→ **CONSIGNE**
Recopiez à l'identique le passage sur les leçons tirées d'une journée à vélo, en commençant par « J’en tire les » et en allant jusqu'à « bout des choses. ».

→ **PASSAGE FOURNI**
J’en tire les enseignements suivants :
– « Seul ceux qui vont trop loin, peuvent savoir jusqu’où ils peuvent aller ». Je ne pensais pas être physiquement et mentalement capable d’endurer cette journée. Il y a encore quelques semaines, j’aurai situé ma propre limite très loin de tout cela. Je ne souhaite pas revivre cette journée, mais elle a renforcé ma confiance sur mes capacités à aller chercher les ressources nécessaires pour aller au bout des choses.
– Notre corps humain est une machine incroyable et fascinante. Il est capable de réagir tout seul face à des situations de stress ou de danger. Nous avons un véritable potentiel en nous pour surmonter des épreuves plus importantes qu’on ne le pense.
– « L’eau, ça mouille ». Plus sérieusement, quand je repasse la journée dans ma tête, je vois juste un galérien sur son vélo en train de prendre l’eau et le froid. Je ne suis pas au milieu de l’Antarctique ou en pleine zone à risque, je suis en Nouvelle-Zélande avec de nombreuses voitures qui passent sur la même route que moi. En clair, si on regarde d’un oeil objectif la situation, il y a 0% de chance qu’il m’arrive quelque chose de grave. Toutes les phases de panique ou de peur ont été créées par mon mental tout seul. Nos peurs sont notre création, elles n’existent pas dans le moment présent.

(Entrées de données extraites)
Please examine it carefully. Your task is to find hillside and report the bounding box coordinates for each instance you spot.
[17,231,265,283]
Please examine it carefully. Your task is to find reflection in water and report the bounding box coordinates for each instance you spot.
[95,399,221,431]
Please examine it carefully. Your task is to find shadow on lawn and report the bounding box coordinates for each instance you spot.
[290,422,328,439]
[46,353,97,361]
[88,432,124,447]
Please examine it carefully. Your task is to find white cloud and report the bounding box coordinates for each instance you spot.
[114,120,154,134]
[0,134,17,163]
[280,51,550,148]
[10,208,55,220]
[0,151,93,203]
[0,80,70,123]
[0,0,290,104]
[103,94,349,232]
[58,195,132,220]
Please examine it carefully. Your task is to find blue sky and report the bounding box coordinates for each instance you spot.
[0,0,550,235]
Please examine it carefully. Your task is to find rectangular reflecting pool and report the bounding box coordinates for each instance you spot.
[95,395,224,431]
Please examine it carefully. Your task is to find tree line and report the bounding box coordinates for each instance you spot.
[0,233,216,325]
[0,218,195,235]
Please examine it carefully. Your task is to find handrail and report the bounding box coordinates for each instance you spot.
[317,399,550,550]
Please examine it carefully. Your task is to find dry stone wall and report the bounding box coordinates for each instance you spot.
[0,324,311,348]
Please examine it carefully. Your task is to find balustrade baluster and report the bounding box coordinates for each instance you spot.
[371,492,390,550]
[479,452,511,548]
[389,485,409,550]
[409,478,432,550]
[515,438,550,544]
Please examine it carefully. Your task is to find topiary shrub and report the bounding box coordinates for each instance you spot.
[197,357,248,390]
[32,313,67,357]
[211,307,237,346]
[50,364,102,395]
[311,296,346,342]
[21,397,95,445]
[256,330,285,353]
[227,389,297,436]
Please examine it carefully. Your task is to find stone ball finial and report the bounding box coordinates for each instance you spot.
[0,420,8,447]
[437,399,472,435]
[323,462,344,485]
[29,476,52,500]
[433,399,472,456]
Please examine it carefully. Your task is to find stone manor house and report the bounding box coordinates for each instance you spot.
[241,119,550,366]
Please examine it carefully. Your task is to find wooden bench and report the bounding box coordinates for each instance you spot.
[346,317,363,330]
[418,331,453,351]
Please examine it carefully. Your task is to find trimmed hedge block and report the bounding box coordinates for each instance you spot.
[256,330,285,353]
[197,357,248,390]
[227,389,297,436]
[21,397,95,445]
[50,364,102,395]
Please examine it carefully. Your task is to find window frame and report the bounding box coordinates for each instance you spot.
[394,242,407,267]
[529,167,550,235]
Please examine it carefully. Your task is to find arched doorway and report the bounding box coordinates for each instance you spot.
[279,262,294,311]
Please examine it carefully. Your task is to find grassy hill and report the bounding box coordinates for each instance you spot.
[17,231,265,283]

→ **TÂCHE ACCOMPLIE**
J’en tire les enseignements suivants :
– « Seul ceux qui vont trop loin, peuvent savoir jusqu’où ils peuvent aller ». Je ne pensais pas être physiquement et mentalement capable d’endurer cette journée. Il y a encore quelques semaines, j’aurai situé ma propre limite très loin de tout cela. Je ne souhaite pas revivre cette journée, mais elle a renforcé ma confiance sur mes capacités à aller chercher les ressources nécessaires pour aller au bout des choses.